Copy the records below word for word, from the first line through the line that contains "target: mountain", and leave out any pictures.

*Dataset items*:
..............................

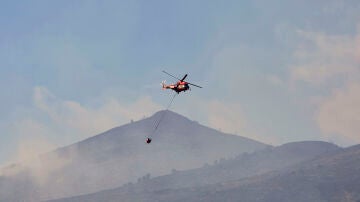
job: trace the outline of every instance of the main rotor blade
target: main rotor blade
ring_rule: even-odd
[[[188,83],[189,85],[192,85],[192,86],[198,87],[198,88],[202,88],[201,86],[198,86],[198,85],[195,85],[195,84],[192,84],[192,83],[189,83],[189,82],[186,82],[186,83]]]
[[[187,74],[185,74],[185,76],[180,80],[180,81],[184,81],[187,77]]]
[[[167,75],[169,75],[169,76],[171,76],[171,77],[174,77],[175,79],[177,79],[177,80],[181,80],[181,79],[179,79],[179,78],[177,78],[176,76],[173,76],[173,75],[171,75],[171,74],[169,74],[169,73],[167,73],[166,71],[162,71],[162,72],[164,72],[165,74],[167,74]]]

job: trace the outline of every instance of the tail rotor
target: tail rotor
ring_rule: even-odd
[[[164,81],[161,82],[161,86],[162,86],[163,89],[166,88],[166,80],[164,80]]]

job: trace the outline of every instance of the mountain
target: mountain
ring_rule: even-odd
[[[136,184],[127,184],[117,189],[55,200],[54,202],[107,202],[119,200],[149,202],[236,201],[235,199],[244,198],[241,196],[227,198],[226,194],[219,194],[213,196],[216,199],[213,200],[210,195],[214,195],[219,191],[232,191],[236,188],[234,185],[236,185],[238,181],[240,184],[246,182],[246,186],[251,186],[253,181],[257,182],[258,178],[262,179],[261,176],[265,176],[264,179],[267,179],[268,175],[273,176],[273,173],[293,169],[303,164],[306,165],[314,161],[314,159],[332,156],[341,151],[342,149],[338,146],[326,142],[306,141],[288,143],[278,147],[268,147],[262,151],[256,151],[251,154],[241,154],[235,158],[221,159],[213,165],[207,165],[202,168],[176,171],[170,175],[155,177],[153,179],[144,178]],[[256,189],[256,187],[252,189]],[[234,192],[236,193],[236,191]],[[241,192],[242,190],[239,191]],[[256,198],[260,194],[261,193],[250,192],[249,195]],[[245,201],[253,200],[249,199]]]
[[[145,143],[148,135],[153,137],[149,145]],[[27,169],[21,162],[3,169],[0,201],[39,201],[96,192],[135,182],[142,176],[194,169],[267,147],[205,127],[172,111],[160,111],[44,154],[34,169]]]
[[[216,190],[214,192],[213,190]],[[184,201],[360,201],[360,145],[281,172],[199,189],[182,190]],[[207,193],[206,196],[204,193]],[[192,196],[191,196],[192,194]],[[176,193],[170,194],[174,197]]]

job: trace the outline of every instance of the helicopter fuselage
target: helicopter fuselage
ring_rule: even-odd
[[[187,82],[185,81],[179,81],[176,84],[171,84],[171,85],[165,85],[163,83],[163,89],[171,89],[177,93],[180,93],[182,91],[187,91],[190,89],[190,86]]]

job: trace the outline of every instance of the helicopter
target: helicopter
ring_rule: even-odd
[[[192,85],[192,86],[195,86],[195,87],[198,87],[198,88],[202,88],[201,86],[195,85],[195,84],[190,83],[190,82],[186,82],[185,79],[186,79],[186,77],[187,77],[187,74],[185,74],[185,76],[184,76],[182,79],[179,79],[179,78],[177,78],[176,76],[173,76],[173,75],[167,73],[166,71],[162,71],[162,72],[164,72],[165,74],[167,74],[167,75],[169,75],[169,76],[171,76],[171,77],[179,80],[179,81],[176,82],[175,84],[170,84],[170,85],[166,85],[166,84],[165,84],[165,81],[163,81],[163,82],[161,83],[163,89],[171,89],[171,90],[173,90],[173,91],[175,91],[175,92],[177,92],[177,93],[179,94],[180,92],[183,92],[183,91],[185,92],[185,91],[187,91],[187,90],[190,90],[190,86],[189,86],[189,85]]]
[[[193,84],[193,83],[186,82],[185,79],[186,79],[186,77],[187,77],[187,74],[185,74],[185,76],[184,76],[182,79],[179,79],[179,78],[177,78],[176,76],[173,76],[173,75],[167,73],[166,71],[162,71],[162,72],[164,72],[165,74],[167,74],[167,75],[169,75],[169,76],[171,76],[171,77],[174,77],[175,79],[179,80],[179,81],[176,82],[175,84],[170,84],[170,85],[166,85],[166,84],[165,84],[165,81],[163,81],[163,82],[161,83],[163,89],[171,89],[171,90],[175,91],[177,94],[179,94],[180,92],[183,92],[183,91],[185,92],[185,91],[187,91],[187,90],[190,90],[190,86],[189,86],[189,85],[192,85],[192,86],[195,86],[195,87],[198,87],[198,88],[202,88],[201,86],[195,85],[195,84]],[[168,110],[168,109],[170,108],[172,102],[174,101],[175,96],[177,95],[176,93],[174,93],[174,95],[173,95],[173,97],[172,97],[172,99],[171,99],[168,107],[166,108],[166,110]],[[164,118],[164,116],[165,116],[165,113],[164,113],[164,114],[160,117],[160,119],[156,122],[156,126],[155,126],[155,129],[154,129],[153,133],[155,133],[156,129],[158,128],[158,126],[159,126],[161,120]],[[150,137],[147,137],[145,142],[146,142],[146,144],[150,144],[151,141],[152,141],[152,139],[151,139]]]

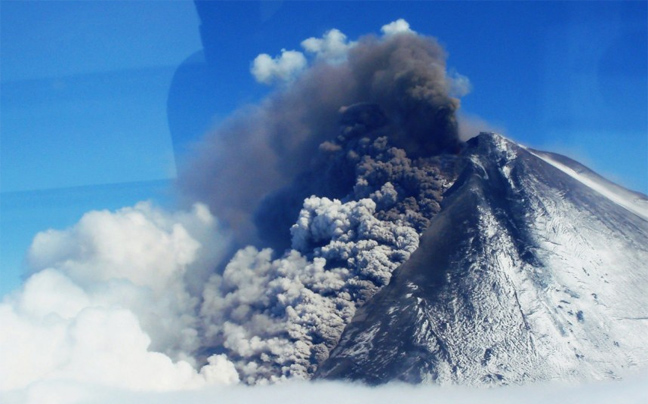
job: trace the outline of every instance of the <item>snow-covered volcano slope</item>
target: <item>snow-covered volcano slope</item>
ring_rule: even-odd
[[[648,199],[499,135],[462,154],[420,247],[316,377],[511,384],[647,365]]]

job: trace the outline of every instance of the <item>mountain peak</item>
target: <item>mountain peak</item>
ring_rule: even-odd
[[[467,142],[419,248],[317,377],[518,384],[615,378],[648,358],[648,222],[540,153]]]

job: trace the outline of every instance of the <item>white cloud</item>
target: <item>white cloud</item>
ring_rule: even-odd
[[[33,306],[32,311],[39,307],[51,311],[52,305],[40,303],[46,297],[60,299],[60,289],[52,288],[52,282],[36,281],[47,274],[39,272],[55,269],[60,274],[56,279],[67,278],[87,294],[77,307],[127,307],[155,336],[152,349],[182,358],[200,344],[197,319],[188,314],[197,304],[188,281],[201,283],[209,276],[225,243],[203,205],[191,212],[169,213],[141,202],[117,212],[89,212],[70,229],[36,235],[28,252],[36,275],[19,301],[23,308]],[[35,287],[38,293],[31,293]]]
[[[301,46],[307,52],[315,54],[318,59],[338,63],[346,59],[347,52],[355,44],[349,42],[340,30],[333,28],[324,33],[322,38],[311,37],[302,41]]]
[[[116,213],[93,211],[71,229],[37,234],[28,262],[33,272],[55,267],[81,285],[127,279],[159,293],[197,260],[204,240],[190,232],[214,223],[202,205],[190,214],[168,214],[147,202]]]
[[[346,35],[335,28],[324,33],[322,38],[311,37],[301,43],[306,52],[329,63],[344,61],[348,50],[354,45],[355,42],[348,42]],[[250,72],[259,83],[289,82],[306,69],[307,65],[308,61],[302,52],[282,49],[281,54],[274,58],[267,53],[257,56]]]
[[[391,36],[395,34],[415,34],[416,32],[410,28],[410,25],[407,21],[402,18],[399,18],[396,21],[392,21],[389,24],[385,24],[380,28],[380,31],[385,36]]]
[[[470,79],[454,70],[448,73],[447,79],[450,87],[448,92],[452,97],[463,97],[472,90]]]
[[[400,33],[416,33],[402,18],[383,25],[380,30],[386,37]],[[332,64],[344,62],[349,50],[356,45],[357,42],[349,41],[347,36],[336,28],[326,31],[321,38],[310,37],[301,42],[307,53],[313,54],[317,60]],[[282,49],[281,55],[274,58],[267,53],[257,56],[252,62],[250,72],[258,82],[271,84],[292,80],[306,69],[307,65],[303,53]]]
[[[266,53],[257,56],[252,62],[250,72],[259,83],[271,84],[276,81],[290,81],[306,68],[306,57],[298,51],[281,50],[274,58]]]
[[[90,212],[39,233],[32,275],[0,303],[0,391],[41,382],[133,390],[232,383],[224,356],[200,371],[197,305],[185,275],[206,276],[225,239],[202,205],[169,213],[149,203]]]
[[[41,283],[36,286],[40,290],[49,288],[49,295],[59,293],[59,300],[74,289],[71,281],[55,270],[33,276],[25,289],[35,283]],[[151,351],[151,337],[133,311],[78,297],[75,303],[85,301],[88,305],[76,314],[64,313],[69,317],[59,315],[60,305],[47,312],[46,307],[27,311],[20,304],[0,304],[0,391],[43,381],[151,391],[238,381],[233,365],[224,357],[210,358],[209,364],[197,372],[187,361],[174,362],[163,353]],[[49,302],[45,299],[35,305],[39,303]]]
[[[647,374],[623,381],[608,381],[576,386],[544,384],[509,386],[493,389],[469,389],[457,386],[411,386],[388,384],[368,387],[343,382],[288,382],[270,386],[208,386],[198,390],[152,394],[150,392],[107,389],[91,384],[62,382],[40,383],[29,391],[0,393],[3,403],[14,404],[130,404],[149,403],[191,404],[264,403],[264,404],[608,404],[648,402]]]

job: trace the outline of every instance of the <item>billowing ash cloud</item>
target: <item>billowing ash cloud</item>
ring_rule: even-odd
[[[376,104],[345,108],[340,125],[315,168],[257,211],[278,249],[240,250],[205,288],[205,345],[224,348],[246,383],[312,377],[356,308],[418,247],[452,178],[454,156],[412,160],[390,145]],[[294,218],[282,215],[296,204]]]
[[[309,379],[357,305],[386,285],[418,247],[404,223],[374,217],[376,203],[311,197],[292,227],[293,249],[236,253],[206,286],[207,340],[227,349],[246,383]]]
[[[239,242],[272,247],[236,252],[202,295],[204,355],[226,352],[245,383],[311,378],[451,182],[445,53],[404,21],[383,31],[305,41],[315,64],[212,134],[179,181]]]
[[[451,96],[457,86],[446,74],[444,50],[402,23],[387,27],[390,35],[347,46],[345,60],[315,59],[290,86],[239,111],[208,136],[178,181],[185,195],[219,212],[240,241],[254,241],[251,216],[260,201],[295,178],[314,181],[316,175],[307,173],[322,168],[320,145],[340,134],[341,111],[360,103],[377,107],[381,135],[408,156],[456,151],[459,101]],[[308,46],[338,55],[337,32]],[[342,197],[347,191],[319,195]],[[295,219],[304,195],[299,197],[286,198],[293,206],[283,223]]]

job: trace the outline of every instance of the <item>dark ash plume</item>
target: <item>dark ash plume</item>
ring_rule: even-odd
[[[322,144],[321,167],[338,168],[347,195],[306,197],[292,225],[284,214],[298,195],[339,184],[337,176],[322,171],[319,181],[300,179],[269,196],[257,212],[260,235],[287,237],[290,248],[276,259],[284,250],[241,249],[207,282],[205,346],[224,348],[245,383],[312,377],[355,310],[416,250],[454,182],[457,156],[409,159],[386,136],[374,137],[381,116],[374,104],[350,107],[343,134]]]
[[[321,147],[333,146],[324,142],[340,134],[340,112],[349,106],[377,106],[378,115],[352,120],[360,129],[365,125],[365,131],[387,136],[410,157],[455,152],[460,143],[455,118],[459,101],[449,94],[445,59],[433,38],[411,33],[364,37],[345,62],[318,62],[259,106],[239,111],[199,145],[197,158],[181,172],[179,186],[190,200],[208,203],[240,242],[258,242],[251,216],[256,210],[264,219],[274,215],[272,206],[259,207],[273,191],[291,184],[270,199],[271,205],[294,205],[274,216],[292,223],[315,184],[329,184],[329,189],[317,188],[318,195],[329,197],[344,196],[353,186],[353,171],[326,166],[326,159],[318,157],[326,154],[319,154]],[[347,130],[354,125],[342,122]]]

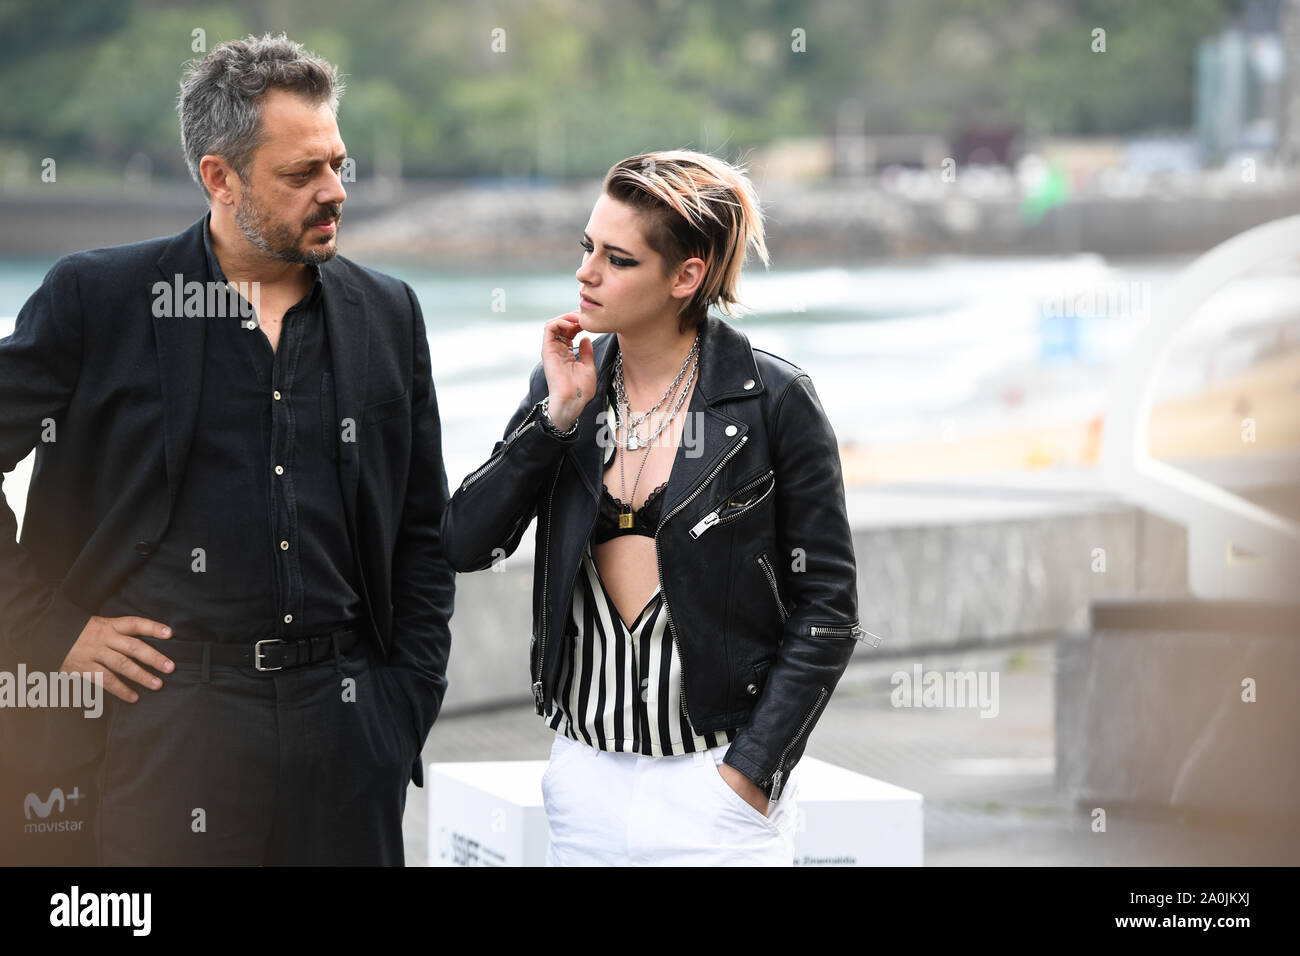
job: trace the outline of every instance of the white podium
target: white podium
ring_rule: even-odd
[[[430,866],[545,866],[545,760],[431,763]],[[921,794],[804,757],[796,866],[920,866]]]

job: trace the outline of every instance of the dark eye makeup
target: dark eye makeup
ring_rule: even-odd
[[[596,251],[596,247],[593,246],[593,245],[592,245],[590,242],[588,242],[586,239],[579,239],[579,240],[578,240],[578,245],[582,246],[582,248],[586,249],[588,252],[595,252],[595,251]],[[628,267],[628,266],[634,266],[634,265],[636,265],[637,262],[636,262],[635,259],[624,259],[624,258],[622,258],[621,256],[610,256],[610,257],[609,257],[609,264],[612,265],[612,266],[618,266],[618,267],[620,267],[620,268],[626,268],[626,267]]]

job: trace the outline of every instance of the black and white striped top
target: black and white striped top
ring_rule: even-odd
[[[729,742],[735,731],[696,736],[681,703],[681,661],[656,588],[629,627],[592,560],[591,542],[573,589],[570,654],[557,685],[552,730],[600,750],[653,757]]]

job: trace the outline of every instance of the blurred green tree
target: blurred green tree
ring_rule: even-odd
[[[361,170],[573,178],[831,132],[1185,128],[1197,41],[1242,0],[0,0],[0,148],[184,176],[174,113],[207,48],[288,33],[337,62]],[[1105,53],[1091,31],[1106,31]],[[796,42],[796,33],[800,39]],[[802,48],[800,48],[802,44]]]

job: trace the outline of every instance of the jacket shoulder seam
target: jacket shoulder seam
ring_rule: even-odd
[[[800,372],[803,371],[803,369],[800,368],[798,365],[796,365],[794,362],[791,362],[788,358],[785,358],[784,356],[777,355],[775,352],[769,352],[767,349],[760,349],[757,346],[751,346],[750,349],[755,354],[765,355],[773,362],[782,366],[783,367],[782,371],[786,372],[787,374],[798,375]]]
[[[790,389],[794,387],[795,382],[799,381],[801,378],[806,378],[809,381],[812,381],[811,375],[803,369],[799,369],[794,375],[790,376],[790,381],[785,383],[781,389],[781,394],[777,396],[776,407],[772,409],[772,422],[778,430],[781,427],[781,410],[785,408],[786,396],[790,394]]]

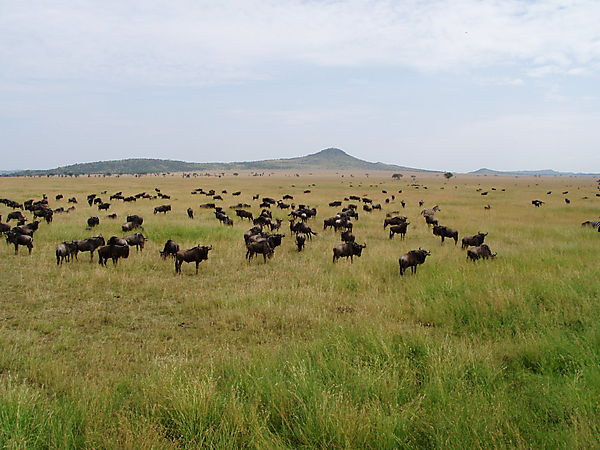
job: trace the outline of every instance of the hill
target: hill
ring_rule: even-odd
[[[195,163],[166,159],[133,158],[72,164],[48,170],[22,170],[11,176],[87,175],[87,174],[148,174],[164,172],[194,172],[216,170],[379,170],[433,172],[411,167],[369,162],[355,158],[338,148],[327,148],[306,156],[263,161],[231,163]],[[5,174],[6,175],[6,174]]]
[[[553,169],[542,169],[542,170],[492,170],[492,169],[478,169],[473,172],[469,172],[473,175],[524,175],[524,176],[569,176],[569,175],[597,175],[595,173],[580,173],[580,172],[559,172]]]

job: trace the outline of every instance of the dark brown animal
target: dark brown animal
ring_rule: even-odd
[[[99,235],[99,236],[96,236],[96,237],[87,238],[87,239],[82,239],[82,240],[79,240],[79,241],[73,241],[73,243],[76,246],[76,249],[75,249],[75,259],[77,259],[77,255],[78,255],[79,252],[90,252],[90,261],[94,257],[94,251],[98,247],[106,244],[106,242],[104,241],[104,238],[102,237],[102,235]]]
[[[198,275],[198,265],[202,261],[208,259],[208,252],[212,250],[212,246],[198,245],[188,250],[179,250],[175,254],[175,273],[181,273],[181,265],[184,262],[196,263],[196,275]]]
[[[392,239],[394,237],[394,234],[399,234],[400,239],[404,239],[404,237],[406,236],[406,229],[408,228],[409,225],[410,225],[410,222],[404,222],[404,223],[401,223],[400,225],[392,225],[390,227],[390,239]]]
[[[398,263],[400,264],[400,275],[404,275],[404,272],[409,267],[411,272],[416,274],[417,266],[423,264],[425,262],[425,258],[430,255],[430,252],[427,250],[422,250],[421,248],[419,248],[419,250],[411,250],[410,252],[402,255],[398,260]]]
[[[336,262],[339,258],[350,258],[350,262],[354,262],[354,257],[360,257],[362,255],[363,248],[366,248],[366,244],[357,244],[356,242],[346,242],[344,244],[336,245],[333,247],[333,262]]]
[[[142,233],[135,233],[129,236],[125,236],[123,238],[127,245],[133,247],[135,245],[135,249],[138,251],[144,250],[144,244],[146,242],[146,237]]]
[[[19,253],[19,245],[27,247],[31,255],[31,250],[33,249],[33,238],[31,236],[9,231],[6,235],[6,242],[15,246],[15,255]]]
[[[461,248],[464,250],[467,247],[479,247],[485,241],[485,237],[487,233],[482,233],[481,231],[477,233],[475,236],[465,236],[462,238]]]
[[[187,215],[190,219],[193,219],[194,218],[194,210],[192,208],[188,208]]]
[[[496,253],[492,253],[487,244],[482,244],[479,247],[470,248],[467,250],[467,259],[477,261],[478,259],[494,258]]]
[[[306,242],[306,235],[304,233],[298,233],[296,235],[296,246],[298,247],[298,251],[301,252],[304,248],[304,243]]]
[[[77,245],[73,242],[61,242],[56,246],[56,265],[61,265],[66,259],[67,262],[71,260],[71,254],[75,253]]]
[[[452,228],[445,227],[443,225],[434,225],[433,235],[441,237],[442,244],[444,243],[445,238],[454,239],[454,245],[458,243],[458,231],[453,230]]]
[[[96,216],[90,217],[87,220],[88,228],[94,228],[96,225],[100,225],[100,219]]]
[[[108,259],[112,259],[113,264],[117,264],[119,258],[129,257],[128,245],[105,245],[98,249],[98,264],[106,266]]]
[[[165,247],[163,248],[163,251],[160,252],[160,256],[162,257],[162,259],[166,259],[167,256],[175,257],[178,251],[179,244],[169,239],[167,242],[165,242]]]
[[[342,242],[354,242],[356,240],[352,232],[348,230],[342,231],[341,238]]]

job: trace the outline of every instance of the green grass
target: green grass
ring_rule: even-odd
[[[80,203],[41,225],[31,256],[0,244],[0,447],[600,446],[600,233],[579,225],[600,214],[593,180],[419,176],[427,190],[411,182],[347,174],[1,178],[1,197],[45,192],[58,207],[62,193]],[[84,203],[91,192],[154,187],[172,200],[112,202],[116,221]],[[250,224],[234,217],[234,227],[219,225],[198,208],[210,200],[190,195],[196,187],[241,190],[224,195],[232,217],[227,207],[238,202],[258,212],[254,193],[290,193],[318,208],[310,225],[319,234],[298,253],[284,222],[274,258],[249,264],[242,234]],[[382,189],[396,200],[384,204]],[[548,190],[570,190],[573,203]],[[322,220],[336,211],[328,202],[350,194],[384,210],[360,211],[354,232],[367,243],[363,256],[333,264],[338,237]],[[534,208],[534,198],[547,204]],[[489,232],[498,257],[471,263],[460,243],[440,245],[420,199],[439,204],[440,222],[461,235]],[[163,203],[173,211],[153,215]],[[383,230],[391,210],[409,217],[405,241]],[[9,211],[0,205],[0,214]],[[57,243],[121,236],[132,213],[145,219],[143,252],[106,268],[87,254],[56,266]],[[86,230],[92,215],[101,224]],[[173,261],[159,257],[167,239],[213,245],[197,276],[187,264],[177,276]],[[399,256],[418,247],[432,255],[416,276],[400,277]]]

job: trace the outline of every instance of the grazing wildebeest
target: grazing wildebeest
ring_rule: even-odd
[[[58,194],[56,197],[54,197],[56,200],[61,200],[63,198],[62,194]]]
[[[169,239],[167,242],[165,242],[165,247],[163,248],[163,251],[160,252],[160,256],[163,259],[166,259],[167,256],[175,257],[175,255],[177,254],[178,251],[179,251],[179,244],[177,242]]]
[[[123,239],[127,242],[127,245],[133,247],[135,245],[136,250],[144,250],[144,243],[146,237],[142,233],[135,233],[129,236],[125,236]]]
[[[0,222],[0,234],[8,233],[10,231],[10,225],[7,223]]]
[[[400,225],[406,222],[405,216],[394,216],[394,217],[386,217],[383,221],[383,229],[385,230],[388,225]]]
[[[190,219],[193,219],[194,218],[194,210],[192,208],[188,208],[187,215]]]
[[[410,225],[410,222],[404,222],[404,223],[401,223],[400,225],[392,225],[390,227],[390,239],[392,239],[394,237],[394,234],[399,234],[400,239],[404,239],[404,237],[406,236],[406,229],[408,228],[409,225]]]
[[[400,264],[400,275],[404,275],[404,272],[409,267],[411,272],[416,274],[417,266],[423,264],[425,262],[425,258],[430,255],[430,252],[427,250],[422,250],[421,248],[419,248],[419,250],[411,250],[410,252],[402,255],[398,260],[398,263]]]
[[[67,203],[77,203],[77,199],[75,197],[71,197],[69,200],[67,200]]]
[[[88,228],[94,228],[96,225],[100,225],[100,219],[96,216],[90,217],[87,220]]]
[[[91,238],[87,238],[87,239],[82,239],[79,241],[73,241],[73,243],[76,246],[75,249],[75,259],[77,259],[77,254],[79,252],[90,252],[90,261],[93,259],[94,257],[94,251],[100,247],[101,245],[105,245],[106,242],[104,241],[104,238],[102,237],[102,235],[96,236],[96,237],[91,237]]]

..............................

*Task output*:
job: trace the outline of every instance of the main rotor blade
target: main rotor blade
ring_rule: even-odd
[[[188,83],[189,85],[192,85],[192,86],[198,87],[198,88],[202,88],[201,86],[198,86],[198,85],[195,85],[195,84],[192,84],[192,83],[189,83],[189,82],[186,82],[186,83]]]
[[[187,74],[185,74],[185,76],[180,80],[180,81],[184,81],[187,77]]]
[[[167,75],[169,75],[169,76],[171,76],[171,77],[174,77],[175,79],[177,79],[177,80],[181,80],[181,79],[179,79],[179,78],[177,78],[176,76],[173,76],[173,75],[171,75],[171,74],[169,74],[169,73],[167,73],[166,71],[162,71],[162,72],[164,72],[165,74],[167,74]]]

job: trace the outline of every instance of the tail rotor
target: tail rotor
ring_rule: even-odd
[[[164,81],[161,82],[161,86],[162,86],[163,89],[166,88],[166,80],[164,80]]]

job: trace the outline of every instance of the mountain
target: mountain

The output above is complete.